[EXERCISE DATA]
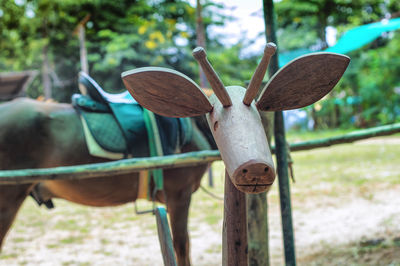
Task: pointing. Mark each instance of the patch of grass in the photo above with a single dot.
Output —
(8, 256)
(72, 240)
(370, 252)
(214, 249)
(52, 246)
[/EXERCISE DATA]
*EXERCISE*:
Hand back the records above exactly as they are, pictures excluded.

*SOLVED PROBLEM*:
Task: pointing. Mark each instance of the patch of grass in the photo above with a single dot.
Output —
(8, 256)
(72, 240)
(370, 252)
(214, 249)
(52, 246)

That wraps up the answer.